Work required: Copy down all of the data underneath, exactly as shown.

□ □ □ □ □

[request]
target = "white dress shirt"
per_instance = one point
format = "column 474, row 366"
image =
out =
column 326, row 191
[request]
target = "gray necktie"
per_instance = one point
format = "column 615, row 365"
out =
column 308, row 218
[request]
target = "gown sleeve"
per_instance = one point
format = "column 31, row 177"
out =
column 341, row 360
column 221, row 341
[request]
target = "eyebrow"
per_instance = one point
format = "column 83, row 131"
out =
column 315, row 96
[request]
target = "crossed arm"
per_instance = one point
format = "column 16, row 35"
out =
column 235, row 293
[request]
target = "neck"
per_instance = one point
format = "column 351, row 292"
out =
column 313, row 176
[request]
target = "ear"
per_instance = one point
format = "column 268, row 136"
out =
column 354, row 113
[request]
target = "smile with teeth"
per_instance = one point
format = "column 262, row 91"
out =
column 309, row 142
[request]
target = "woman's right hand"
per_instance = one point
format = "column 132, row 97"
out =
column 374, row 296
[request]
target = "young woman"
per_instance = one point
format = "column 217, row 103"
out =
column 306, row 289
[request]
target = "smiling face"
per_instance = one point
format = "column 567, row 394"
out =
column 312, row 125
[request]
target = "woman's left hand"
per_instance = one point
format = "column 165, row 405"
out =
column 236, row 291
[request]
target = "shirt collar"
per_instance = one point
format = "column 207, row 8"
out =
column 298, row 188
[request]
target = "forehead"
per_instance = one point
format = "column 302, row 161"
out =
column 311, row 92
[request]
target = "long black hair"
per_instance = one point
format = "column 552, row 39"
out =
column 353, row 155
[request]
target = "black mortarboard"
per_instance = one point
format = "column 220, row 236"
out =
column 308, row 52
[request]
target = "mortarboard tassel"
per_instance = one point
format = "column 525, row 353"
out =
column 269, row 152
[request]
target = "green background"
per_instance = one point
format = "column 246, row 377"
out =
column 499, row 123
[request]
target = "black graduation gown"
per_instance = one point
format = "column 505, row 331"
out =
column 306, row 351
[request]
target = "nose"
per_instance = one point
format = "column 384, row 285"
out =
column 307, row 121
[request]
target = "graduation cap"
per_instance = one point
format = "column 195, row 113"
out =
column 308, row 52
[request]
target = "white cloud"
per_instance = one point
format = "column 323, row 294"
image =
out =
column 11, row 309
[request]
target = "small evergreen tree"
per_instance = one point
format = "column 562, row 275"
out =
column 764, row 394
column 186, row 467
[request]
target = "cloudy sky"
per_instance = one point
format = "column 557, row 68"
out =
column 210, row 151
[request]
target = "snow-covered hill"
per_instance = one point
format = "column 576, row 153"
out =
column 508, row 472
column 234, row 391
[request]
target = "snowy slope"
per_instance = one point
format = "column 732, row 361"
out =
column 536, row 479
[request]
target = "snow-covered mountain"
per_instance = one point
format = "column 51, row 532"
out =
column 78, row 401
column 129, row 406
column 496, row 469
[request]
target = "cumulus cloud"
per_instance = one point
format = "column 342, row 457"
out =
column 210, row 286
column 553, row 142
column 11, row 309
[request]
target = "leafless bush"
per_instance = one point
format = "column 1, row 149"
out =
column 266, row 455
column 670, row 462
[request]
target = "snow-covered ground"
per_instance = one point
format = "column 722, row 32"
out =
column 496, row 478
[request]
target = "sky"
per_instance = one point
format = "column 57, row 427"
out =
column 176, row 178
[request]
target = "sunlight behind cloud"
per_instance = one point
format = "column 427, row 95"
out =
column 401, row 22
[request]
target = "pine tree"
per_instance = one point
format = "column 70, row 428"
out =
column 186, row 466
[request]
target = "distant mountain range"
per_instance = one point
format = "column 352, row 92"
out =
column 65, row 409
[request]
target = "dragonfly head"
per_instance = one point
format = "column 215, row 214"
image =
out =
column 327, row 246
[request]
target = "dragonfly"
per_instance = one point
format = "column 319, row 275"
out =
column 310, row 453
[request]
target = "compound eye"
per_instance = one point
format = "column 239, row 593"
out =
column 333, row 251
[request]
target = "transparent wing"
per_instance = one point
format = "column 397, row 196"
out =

□ □ □ □ □

Exercise response:
[request]
target = "white dress shirt"
per_instance = one point
format = "column 474, row 366"
image =
out =
column 326, row 191
[request]
target = "gray necktie"
per_instance = one point
format = "column 615, row 365"
out =
column 308, row 218
[request]
target = "gown sleeve"
per_instance = one point
format = "column 31, row 177"
out =
column 341, row 360
column 221, row 341
[request]
target = "eyebrow"
per_instance = one point
format = "column 83, row 131"
out =
column 315, row 96
[request]
target = "crossed arm"
per_instance = one point
format = "column 16, row 35"
out =
column 235, row 293
[request]
target = "neck"
per_instance = one point
format = "column 351, row 292"
out =
column 313, row 176
[request]
target = "ear"
per_instance = one point
format = "column 268, row 136"
out =
column 354, row 113
[request]
target = "smile with teeth"
per_instance = one point
format = "column 262, row 91"
out =
column 309, row 142
[request]
target = "woman's right hand"
per_instance = one point
format = "column 132, row 97"
out =
column 374, row 296
[request]
target = "young woman"
per_instance = one point
format = "column 217, row 103"
out =
column 306, row 289
[request]
target = "smiling face"
per_instance = one point
format = "column 567, row 394"
out =
column 312, row 125
[request]
target = "woman's left hand"
per_instance = one point
format = "column 165, row 405"
out =
column 236, row 291
[request]
target = "shirt collar"
per_instance = one point
format = "column 207, row 8"
out =
column 298, row 188
[request]
target = "forehead"
per_instance = one point
format = "column 302, row 161"
out =
column 311, row 92
[request]
target = "long black hair"
per_instance = one point
format = "column 552, row 39"
out =
column 353, row 155
[request]
target = "black mortarboard"
per_instance = one point
format = "column 220, row 236"
out =
column 308, row 52
[request]
target = "mortarboard tassel"
per_instance = one point
format = "column 525, row 353"
out =
column 269, row 152
[request]
target = "green background"
per_instance = one point
format = "column 246, row 377"
out =
column 499, row 123
[request]
target = "black graduation gown"
per_instance = one point
format = "column 505, row 331"
out =
column 306, row 351
[request]
target = "nose"
per_instance = one point
format = "column 384, row 285"
out =
column 307, row 121
[request]
target = "graduation cap"
per_instance = one point
format = "column 195, row 113"
out =
column 308, row 52
[request]
target = "white cloud"
per_instance = one point
format = "column 323, row 294"
image =
out =
column 11, row 309
[request]
target = "small evergreen tree"
per_instance = one point
format = "column 562, row 275"
out =
column 764, row 394
column 186, row 467
[request]
target = "cloudy sky"
per_instance = one point
format = "column 557, row 68"
out =
column 210, row 151
[request]
target = "snow-covered hill"
per_instance = one point
format = "column 576, row 153"
out =
column 508, row 472
column 234, row 391
[request]
target = "snowy slope"
per_instance = one point
format = "column 732, row 361"
out =
column 536, row 479
[request]
target = "snow-covered mountain"
per_instance = one point
format = "column 51, row 532"
out =
column 78, row 401
column 129, row 406
column 496, row 469
[request]
target = "cumulus cloud"
per_instance = one point
format = "column 342, row 457"
out =
column 210, row 286
column 553, row 142
column 11, row 309
[request]
target = "leafless bush"
per_instance = one point
format = "column 1, row 149"
out =
column 266, row 455
column 670, row 462
[request]
target = "snow-covered ground"
per_instance = one point
format = "column 722, row 32"
out =
column 496, row 478
[request]
target = "sky"
per_instance = one point
format = "column 57, row 427"
out =
column 176, row 178
[request]
target = "sunlight behind cloud"
per_instance = one point
format = "column 427, row 95"
out =
column 401, row 22
[request]
target = "pine tree"
per_instance = one point
format = "column 70, row 428"
out =
column 186, row 466
[request]
target = "distant mountain range"
per_instance = one point
format = "column 352, row 92"
out =
column 65, row 409
[request]
target = "dragonfly head"
per_instance = one point
format = "column 215, row 214"
image =
out =
column 327, row 246
[request]
target = "dragonfly"
per_instance = one point
format = "column 319, row 275"
out =
column 310, row 453
[request]
target = "compound eye"
per_instance = one point
format = "column 239, row 593"
out =
column 333, row 251
[request]
target = "transparent wing"
per_instance = one point
format = "column 397, row 196"
out =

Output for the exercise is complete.